### TASK REQUIREMENTS
Extract every line of the items below that contains the word "tree". Matching is case-sensitive.
— start STORED RECORDS —
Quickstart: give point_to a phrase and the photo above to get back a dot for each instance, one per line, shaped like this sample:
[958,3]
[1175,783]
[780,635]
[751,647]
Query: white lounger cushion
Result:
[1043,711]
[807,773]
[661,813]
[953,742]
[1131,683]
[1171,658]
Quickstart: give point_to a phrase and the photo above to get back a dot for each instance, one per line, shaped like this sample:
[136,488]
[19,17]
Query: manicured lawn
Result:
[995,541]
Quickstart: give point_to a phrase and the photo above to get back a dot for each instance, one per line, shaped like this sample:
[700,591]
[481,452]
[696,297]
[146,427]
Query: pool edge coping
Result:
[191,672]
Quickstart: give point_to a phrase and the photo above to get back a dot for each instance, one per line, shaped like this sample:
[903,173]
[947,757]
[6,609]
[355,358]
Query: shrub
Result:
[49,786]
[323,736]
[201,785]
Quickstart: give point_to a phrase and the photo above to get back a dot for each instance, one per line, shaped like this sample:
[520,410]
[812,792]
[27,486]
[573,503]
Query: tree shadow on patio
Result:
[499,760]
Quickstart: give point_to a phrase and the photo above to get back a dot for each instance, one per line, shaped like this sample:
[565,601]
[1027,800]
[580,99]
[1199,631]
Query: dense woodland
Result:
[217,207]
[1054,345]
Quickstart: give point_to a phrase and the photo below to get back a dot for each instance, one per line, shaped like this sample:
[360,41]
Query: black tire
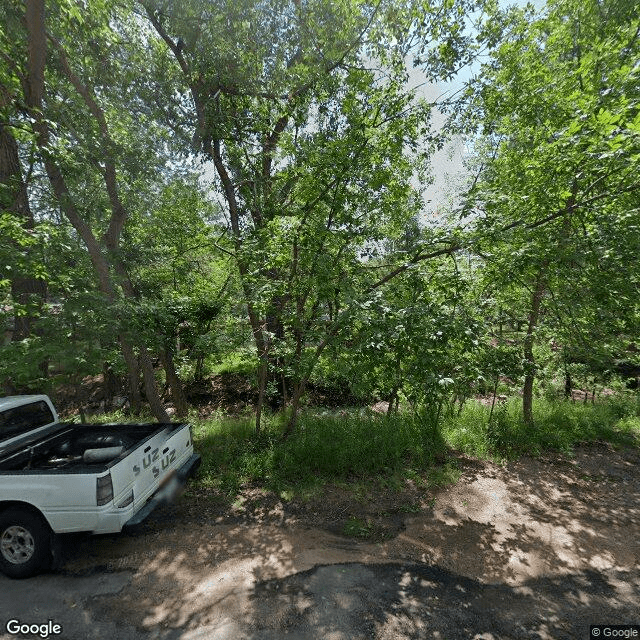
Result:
[25,543]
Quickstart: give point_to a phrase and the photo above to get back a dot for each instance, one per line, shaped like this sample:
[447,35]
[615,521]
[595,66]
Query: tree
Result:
[303,110]
[559,105]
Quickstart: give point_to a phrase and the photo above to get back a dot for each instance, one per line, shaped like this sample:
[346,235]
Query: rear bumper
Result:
[168,492]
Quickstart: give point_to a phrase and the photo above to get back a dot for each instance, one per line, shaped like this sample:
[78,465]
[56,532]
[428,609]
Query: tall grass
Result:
[357,444]
[322,448]
[559,425]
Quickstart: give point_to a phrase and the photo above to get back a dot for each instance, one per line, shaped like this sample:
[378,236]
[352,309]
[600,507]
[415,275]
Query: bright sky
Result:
[448,170]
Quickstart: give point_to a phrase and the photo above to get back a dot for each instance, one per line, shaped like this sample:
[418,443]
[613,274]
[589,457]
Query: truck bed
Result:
[78,448]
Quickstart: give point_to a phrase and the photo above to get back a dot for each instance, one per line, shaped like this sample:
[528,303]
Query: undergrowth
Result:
[356,446]
[351,445]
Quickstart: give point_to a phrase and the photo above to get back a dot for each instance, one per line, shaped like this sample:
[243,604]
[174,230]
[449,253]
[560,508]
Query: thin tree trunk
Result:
[27,292]
[175,384]
[133,375]
[151,388]
[534,316]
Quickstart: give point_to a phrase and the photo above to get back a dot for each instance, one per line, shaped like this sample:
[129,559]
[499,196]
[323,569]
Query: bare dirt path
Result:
[536,549]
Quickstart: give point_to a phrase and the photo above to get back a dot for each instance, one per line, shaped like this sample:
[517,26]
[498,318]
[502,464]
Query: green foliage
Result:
[323,448]
[560,425]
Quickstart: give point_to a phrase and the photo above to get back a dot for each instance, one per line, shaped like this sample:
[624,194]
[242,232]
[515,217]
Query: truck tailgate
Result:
[151,464]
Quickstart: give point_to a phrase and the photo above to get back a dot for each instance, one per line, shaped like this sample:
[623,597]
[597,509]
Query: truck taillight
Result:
[104,490]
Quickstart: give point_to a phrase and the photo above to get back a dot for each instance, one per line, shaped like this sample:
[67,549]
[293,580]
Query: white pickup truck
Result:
[58,477]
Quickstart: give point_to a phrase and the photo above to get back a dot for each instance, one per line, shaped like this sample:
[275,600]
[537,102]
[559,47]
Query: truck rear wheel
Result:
[25,543]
— end STORED RECORDS —
### EXERCISE SOLUTION
Query: tree shadow on patio
Query: tree
Query: thin tree trunk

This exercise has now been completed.